Text shown: Begin

Despite the basic role of thermodynamics as a driving force in the diagenesis of carbonate minerals, both the actual reaction path and its time scale are a function of chemical kinetics. This constraint is the rule for early diagenetic reactions in low temperature environments, and applies to higher temperature burial regimes as well. It has become increasingly evident that our understanding of many classic problems in diagenesis is limited by knowledge of how mineral surfaces participate in these reactions. The kinetics of mineral surface reactions are the fundamental constraint in many diagenetic processes in which metastable marine phases undergo dissolution and replacement by stable secondary phases. Although much information has been provided by measurement of reaction rates in bulk experiments, key insights are now available from direct examination of mineral surfaces, often available in situ and in real time.

These insights include site-specific control of dissolution and growth rate and the relationship between free energy and reaction mechanism. Here we examine how direct observations made by vertical scanning interferometry, atomic force microscopy, and related instruments can be used to resolve the role of impurity components in crystal dissolution and growth processes, provide insight into the problem of reactive surface area, and understand how mechanism and integrated reaction rate may depend on the ratio, and not simply the product, of framework components. These observations also highlight the severe limitations of simple, empirical rate laws, particularly in brine environments where ratios of solution components may approach extreme values.

Text shown: End
Stored data: Begin

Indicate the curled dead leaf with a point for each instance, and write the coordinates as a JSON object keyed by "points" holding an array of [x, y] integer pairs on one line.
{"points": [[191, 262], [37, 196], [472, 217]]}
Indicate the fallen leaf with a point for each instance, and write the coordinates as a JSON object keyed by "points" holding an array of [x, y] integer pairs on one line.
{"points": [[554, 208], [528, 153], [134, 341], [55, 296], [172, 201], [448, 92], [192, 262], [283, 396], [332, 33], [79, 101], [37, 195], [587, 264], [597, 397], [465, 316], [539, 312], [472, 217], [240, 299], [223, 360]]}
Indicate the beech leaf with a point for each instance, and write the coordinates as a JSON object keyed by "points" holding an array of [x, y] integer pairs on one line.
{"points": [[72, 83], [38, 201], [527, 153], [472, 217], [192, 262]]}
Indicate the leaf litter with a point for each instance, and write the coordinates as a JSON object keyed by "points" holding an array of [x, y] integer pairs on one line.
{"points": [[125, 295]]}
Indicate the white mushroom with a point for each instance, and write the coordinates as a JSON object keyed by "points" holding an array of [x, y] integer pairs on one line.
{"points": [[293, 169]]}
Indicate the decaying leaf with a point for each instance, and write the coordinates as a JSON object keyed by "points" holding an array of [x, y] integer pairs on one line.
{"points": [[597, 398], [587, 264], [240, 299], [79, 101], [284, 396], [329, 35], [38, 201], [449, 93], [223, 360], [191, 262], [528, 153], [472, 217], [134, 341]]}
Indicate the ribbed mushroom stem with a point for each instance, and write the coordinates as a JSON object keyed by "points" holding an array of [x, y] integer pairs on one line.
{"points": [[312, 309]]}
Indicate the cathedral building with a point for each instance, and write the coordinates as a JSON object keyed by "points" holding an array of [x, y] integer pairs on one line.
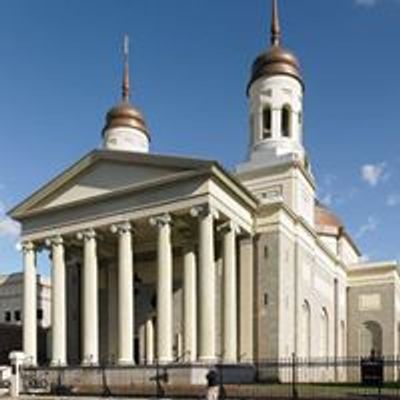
{"points": [[171, 260]]}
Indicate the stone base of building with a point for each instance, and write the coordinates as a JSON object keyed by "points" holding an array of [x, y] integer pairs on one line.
{"points": [[140, 380]]}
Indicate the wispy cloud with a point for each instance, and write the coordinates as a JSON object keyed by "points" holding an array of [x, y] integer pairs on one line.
{"points": [[331, 193], [8, 227], [393, 200], [370, 226], [373, 174], [367, 3]]}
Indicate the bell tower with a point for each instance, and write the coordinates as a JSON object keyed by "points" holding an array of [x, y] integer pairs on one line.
{"points": [[277, 167], [275, 94]]}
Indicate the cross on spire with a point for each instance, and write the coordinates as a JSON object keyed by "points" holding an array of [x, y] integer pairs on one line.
{"points": [[275, 25], [126, 91]]}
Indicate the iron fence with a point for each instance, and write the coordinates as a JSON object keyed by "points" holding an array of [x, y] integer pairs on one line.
{"points": [[291, 378]]}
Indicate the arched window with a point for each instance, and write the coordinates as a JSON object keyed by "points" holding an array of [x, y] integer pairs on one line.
{"points": [[267, 123], [324, 337], [343, 350], [286, 121], [306, 329], [371, 338]]}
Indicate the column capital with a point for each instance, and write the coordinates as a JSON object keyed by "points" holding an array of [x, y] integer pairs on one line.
{"points": [[121, 228], [161, 220], [203, 211], [26, 246], [229, 226], [86, 234], [56, 240]]}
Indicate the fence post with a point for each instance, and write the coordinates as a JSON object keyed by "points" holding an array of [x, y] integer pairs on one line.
{"points": [[294, 376]]}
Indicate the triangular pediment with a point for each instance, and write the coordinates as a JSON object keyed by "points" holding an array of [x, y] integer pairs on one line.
{"points": [[104, 173]]}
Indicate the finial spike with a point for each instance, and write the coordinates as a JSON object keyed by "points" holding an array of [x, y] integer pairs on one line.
{"points": [[125, 81], [275, 25]]}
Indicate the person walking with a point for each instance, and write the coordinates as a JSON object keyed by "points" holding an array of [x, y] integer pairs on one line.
{"points": [[212, 385]]}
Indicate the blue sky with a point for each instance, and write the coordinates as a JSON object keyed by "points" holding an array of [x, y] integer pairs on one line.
{"points": [[60, 71]]}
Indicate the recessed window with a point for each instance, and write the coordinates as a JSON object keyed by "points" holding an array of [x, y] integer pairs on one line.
{"points": [[17, 315], [267, 123], [7, 316], [286, 121]]}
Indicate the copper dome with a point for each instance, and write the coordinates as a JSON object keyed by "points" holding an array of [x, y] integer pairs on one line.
{"points": [[125, 115], [277, 60]]}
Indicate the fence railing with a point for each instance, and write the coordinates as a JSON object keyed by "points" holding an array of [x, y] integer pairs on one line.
{"points": [[291, 378]]}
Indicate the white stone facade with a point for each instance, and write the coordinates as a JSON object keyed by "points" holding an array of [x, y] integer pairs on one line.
{"points": [[169, 260], [11, 300]]}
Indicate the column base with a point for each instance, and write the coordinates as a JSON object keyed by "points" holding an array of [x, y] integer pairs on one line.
{"points": [[125, 363], [207, 360], [164, 361], [58, 363], [86, 363]]}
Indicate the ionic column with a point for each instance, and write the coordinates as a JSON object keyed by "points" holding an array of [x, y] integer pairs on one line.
{"points": [[112, 288], [149, 342], [207, 306], [90, 298], [125, 293], [189, 304], [30, 300], [164, 332], [58, 299], [230, 316]]}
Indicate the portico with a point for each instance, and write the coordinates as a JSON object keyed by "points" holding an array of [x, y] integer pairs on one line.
{"points": [[171, 256]]}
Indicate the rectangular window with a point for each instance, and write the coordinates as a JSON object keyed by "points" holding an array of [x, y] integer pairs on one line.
{"points": [[17, 315], [7, 316]]}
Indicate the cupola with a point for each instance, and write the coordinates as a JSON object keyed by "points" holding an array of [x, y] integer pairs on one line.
{"points": [[125, 128], [276, 60]]}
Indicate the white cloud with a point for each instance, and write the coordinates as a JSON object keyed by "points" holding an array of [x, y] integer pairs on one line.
{"points": [[393, 200], [9, 228], [366, 3], [373, 174], [368, 227], [365, 258]]}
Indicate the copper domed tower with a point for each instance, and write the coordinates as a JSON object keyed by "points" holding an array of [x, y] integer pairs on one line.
{"points": [[275, 92], [125, 127], [277, 60]]}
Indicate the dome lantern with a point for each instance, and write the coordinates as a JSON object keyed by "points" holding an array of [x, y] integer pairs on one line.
{"points": [[125, 128]]}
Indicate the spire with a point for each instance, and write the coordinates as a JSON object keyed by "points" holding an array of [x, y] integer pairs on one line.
{"points": [[125, 81], [275, 25]]}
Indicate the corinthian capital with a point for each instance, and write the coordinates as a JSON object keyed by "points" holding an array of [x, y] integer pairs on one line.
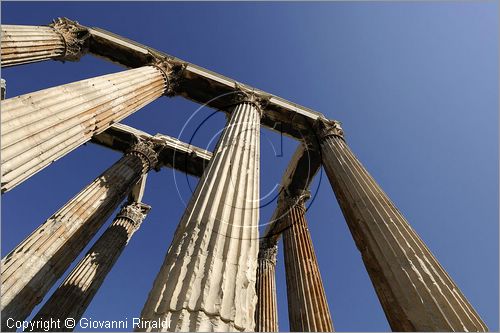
{"points": [[245, 95], [326, 128], [135, 212], [75, 38], [293, 198], [173, 71], [268, 250], [145, 150]]}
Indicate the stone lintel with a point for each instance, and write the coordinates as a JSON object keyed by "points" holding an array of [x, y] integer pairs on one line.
{"points": [[173, 153], [201, 85]]}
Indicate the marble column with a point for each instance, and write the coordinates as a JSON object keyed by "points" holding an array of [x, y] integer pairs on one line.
{"points": [[266, 312], [308, 309], [415, 291], [3, 86], [207, 281], [62, 40], [31, 268], [74, 295], [41, 127]]}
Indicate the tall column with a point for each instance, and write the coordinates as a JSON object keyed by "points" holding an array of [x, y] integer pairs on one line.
{"points": [[266, 312], [308, 309], [207, 281], [3, 86], [41, 127], [74, 295], [31, 269], [62, 40], [416, 293]]}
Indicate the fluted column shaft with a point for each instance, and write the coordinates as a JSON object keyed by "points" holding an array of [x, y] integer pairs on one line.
{"points": [[415, 291], [41, 127], [62, 40], [74, 295], [266, 312], [207, 281], [308, 309], [31, 269]]}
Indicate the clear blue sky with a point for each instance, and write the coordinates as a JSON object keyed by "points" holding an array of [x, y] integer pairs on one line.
{"points": [[415, 85]]}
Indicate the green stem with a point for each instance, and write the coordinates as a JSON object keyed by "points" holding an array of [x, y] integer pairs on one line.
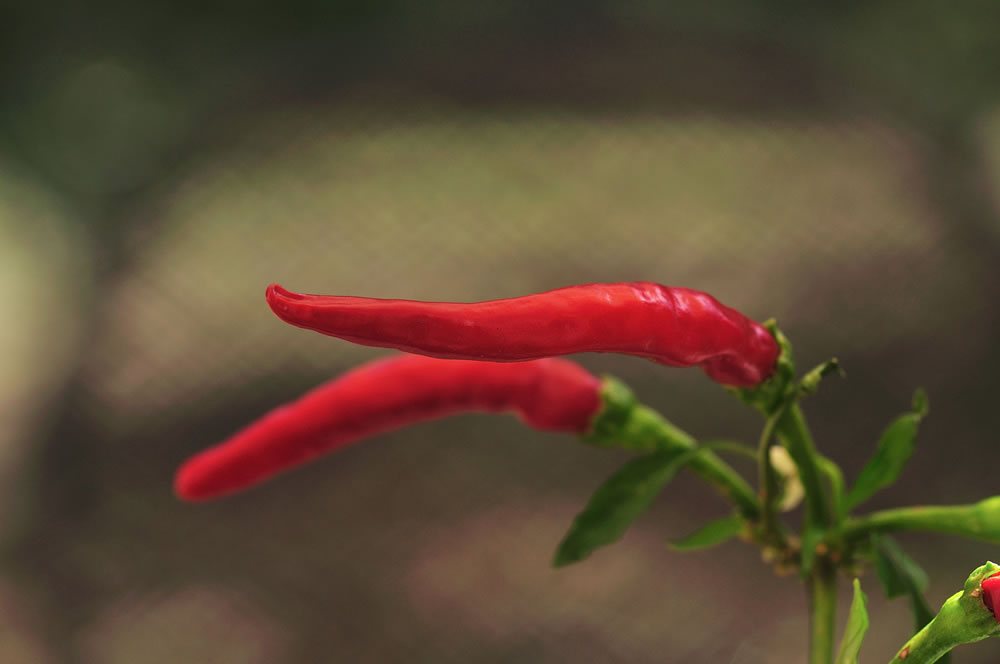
{"points": [[794, 433], [625, 423], [931, 643], [963, 618], [977, 520], [768, 480], [707, 465], [822, 612]]}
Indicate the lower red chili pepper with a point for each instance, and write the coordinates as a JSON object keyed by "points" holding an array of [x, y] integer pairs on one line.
{"points": [[991, 594], [673, 326], [549, 394]]}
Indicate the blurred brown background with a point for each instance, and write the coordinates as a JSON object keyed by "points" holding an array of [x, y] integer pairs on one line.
{"points": [[161, 162]]}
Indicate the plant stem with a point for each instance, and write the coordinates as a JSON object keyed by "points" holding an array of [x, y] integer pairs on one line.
{"points": [[794, 432], [822, 612], [768, 481], [627, 424]]}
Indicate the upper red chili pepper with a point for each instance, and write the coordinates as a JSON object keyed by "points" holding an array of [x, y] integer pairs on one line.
{"points": [[551, 395], [673, 326], [991, 594]]}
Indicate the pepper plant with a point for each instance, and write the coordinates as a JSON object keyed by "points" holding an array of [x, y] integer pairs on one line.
{"points": [[498, 356]]}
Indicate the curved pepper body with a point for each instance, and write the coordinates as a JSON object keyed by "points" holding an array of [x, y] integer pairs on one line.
{"points": [[551, 395], [673, 326]]}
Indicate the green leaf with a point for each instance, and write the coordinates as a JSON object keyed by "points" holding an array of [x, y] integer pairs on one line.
{"points": [[709, 535], [618, 502], [857, 626], [894, 449], [835, 478], [810, 382], [901, 575]]}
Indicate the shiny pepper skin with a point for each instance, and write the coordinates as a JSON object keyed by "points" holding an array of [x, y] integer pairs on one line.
{"points": [[673, 326], [549, 394]]}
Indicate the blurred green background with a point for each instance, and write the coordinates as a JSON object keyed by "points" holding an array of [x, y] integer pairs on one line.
{"points": [[161, 162]]}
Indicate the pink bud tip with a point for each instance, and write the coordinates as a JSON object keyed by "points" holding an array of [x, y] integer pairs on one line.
{"points": [[991, 593]]}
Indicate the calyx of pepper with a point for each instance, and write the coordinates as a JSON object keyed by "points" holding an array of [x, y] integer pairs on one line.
{"points": [[991, 594]]}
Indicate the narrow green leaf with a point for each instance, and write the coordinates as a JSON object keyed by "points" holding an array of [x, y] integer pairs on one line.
{"points": [[857, 626], [835, 478], [618, 502], [894, 449], [901, 575], [810, 382], [709, 535]]}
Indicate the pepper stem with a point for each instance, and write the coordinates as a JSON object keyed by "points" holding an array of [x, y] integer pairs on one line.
{"points": [[822, 591], [963, 618]]}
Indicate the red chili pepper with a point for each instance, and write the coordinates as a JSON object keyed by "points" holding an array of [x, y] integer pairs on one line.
{"points": [[991, 594], [550, 394], [672, 326]]}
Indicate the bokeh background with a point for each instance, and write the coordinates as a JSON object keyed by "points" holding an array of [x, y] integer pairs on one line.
{"points": [[161, 162]]}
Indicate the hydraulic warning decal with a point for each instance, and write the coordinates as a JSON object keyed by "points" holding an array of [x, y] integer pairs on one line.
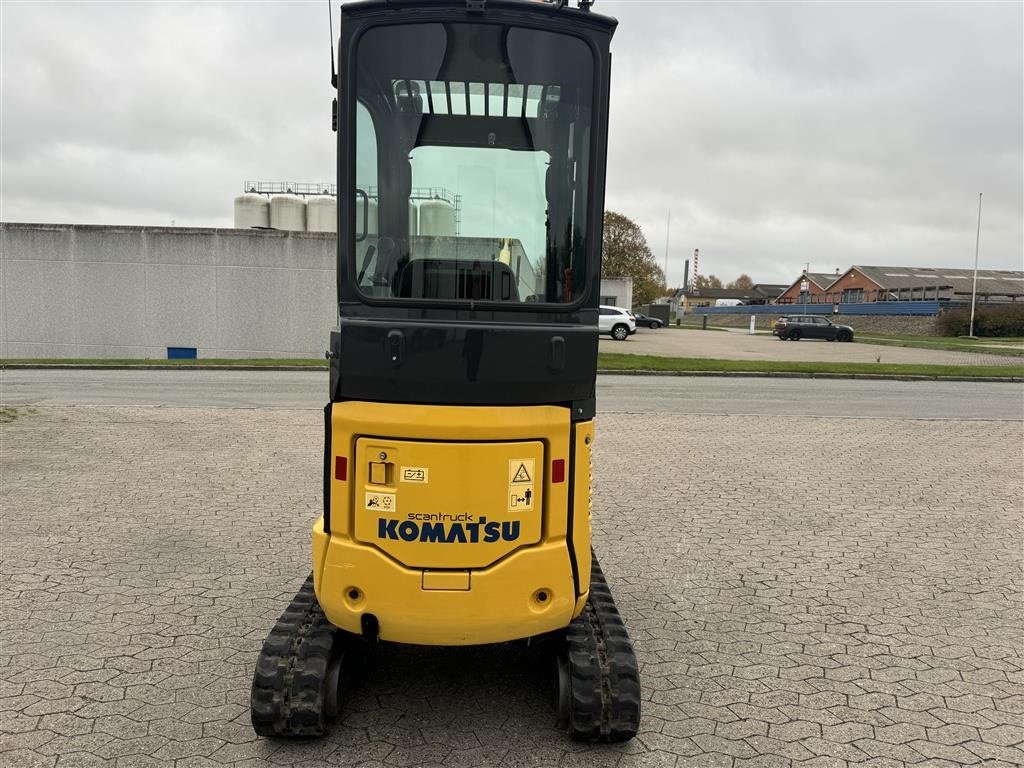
{"points": [[520, 485], [381, 502], [415, 474]]}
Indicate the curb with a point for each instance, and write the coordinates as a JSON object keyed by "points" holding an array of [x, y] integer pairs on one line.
{"points": [[602, 372], [813, 375]]}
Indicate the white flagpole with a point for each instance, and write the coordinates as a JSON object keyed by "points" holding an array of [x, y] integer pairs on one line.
{"points": [[974, 287]]}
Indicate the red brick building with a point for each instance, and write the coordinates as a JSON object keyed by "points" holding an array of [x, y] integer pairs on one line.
{"points": [[868, 284], [817, 285]]}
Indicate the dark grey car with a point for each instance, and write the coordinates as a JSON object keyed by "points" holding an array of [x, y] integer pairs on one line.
{"points": [[797, 327]]}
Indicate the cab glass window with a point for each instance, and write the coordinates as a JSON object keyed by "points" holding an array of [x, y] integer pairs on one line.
{"points": [[472, 164]]}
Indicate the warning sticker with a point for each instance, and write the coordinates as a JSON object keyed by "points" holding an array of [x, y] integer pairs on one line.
{"points": [[521, 485], [520, 500], [521, 472], [381, 502], [414, 474]]}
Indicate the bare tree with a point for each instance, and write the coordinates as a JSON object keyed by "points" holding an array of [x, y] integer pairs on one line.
{"points": [[626, 254]]}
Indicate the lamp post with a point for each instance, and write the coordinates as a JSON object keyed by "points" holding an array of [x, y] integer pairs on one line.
{"points": [[805, 286], [974, 286]]}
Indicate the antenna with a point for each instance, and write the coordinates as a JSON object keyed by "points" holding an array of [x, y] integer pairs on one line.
{"points": [[330, 24]]}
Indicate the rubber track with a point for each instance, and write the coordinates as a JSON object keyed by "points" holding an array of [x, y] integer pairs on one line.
{"points": [[291, 673], [604, 679]]}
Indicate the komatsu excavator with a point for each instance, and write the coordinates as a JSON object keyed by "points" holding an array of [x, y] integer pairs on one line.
{"points": [[459, 435]]}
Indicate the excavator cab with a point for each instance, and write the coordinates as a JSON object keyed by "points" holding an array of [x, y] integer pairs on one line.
{"points": [[460, 428]]}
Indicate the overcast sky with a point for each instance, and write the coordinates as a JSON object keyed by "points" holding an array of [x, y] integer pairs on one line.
{"points": [[775, 133]]}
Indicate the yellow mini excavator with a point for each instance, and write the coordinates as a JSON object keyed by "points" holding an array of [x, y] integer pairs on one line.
{"points": [[460, 428]]}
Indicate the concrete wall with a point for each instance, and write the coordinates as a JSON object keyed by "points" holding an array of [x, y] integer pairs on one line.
{"points": [[81, 291], [891, 324]]}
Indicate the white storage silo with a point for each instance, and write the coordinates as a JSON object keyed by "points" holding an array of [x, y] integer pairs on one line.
{"points": [[251, 210], [322, 215], [414, 219], [288, 212], [436, 218]]}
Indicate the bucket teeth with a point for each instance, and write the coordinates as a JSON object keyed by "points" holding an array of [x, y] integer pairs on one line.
{"points": [[602, 700], [290, 684]]}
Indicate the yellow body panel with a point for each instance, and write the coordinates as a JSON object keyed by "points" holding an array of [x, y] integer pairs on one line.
{"points": [[461, 501], [401, 544]]}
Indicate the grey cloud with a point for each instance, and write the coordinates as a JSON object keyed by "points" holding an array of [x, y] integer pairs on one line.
{"points": [[776, 133]]}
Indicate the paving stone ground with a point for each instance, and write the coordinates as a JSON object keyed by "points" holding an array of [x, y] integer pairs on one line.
{"points": [[802, 592]]}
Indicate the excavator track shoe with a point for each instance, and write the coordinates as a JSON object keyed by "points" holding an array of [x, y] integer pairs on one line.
{"points": [[598, 679], [297, 682]]}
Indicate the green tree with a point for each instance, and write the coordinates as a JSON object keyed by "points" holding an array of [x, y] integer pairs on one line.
{"points": [[742, 283], [707, 281], [625, 253]]}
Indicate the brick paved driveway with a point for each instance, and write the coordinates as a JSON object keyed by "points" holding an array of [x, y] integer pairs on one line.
{"points": [[864, 610]]}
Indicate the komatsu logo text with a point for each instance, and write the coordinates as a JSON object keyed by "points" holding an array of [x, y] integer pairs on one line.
{"points": [[440, 528]]}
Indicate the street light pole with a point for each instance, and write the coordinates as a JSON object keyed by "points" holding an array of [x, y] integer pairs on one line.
{"points": [[974, 287]]}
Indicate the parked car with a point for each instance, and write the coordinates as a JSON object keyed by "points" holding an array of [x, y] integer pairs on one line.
{"points": [[797, 327], [617, 323], [645, 321]]}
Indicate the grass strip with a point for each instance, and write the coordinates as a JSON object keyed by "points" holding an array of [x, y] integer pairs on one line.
{"points": [[952, 345], [619, 361]]}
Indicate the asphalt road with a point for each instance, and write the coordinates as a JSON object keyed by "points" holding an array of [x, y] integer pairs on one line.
{"points": [[670, 394], [735, 344]]}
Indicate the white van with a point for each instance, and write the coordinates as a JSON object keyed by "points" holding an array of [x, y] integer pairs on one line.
{"points": [[617, 323]]}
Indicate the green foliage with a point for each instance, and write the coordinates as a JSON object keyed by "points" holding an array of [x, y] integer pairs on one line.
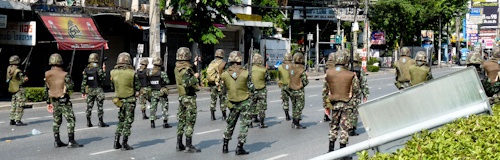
{"points": [[35, 94]]}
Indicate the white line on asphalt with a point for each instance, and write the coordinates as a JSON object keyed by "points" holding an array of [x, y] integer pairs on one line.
{"points": [[215, 130], [96, 153], [277, 157]]}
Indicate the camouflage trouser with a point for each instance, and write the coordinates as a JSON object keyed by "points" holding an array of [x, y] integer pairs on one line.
{"points": [[243, 109], [125, 116], [259, 105], [186, 114], [340, 119], [65, 110], [144, 96], [158, 101], [95, 94], [214, 93], [298, 100], [16, 109]]}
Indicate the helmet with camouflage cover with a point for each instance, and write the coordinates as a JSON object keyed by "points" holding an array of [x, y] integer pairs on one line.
{"points": [[123, 58], [234, 57], [93, 58], [55, 59], [183, 54], [14, 59]]}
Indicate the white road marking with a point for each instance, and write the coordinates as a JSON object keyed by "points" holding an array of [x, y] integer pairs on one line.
{"points": [[277, 157], [215, 130]]}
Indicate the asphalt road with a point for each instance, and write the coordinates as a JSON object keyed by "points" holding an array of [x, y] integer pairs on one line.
{"points": [[279, 141]]}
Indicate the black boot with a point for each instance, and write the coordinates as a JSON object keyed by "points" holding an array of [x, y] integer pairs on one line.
{"points": [[189, 146], [57, 142], [125, 145], [166, 125], [224, 146], [72, 143], [89, 122], [117, 142], [180, 146], [102, 124], [240, 150]]}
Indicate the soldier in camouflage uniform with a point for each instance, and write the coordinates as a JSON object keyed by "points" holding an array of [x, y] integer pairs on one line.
{"points": [[91, 89], [145, 91], [126, 85], [284, 80], [239, 88], [58, 85], [159, 92], [16, 79], [186, 80], [402, 69], [298, 81], [341, 86]]}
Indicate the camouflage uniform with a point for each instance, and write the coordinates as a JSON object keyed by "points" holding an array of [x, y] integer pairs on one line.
{"points": [[15, 80]]}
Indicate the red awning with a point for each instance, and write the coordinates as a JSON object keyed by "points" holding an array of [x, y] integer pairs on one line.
{"points": [[74, 31]]}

Stored data: End

Required action 1:
Answer these from the text on carbonate diagenesis:
(a) What governs both the actual reaction path and its time scale?
(b) Which instruments are named for making direct observations?
(c) In what setting are the limitations of simple, empirical rate laws said to be especially severe?
Required action 2: Using the text on carbonate diagenesis, explain why knowledge of how mineral surfaces take part in reactions limits our understanding of many diagenesis problems.

Reply 1:
(a) Chemical kinetics.
(b) Vertical scanning interferometry, atomic force microscopy, and related instruments.
(c) Brine environments, where ratios of solution components may approach extreme values.

Reply 2: The reaction path and its time scale depend on chemical kinetics. The kinetics of mineral surface reactions are the fundamental constraint in many diagenetic processes, in which metastable marine phases dissolve and are replaced by stable secondary phases.